--- Study text Enclosed Below ---
The Idolino, or Idolino of Pesaro, is a Roman bronze statue of a nude youth in contrapposto, standing 146 cm high, made in approximately 30 B.C. It is a copy of a Greek sculpture in the style of Polyclitus made in approximately 440 B.C. It received the name "Idolino," which is Italian for "Little Idol," in the 19th century.

The statue represents a youth with his right hand outstretched. Originally thought to be a statue of Bacchus, it is now believed to have been used to hold an oil lamp at dinner parties. It was influenced by the Doryphoros of Polyclitus.

The statue is on a bronze and silver base, 152 cm high, made in 1530-40 by Aurelio, Ludovico, and Girolamo Lombardo. Because of the mistaken belief that the statue was of Bacchus, the base is decorated in honor of that god. The front of the base bears an inscription by Pietro Bembo; the sides bear scenes of the triumph of Ariadne and of the sacrifice of a goat in a Bacchic rite. The pedestal is assembled from four large sections of hollow, four-sided moldings; its ornamental vocabulary suggests an altar.
--- End of Enclosed Study text ---
--- Extracted data Enclosed Below ---
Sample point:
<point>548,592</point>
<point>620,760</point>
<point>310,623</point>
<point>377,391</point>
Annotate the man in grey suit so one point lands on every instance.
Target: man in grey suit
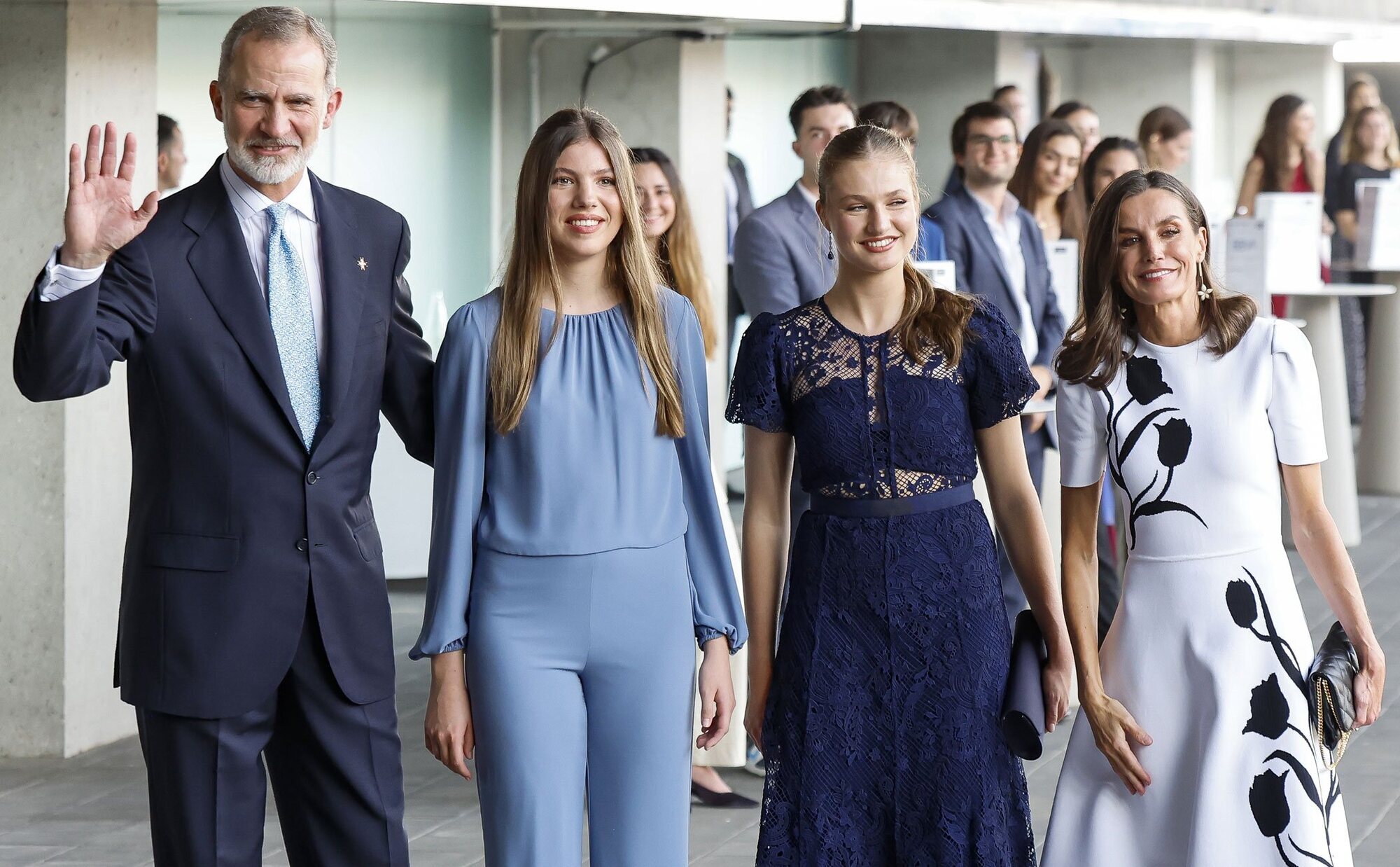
--- End of Enclosed Extracted data ---
--- Extracted data Enclosed Below ---
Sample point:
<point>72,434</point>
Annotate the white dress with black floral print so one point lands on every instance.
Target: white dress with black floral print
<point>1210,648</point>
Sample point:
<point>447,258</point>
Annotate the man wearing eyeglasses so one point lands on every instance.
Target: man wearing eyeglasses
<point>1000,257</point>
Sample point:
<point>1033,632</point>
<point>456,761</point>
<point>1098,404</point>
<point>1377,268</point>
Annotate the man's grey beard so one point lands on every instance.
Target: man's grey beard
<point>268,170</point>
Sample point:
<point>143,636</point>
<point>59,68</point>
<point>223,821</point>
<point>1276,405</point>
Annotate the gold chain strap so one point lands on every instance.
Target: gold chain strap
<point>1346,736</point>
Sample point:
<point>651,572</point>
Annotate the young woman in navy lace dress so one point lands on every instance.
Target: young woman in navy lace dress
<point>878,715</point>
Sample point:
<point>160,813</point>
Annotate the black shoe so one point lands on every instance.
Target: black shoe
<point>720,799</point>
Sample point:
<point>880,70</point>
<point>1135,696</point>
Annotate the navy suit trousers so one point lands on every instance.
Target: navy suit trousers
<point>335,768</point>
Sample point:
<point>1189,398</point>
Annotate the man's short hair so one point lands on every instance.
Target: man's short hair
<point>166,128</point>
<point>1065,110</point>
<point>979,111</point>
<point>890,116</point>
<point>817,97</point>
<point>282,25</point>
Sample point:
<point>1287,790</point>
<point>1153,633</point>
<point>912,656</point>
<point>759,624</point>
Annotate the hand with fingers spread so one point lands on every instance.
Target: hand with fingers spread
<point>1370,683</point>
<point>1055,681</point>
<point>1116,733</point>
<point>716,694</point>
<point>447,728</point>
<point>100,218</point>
--- End of Enclosed Extracted data ---
**What to do:**
1: Print part of the Idolino passage word for word, beginning at the words "The statue represents" and stopping after "Doryphoros of Polyclitus.".
2: In the Idolino passage, what does the Italian name "Idolino" mean?
3: Please write the next part of the passage on the Idolino statue, picking up after its final sentence.
The items are unrelated material and have no connection to the Idolino passage.

**Responses for each task:**
1:
The statue represents a youth with his right hand outstretched. Originally thought to be a statue of Bacchus, it is now believed to have been used to hold an oil lamp at dinner parties. It was influenced by the Doryphoros of Polyclitus.

2: "Little Idol."

3:
The statue was unearthed in 1530 in a Roman villa in Pesaro and came into the possession of Francesco Maria I della Rovere, the Duke of Urbino. The statue was preserved almost intact; only the right hand had to be restored. The fragmented bronze vine that was found with the statue and originally held in the right hand was no longer attached; that vine led to the misidentification as Bacchus. In 1630, the statue was bequeathed by the Medici and transferred to Florence as a gift celebrating the wedding of Vittoria della Rovere and Ferdinand II, Grand Duke of Tuscany. After interim installations in the Uffizi and a "guest stay" in Palermo 1800–1803, when it was necessary to avoid the risk of requisition by Napoleon and to keep the statue in a safe place, the statue was permanently located in 1897 in the Archaeological Museum of Florence.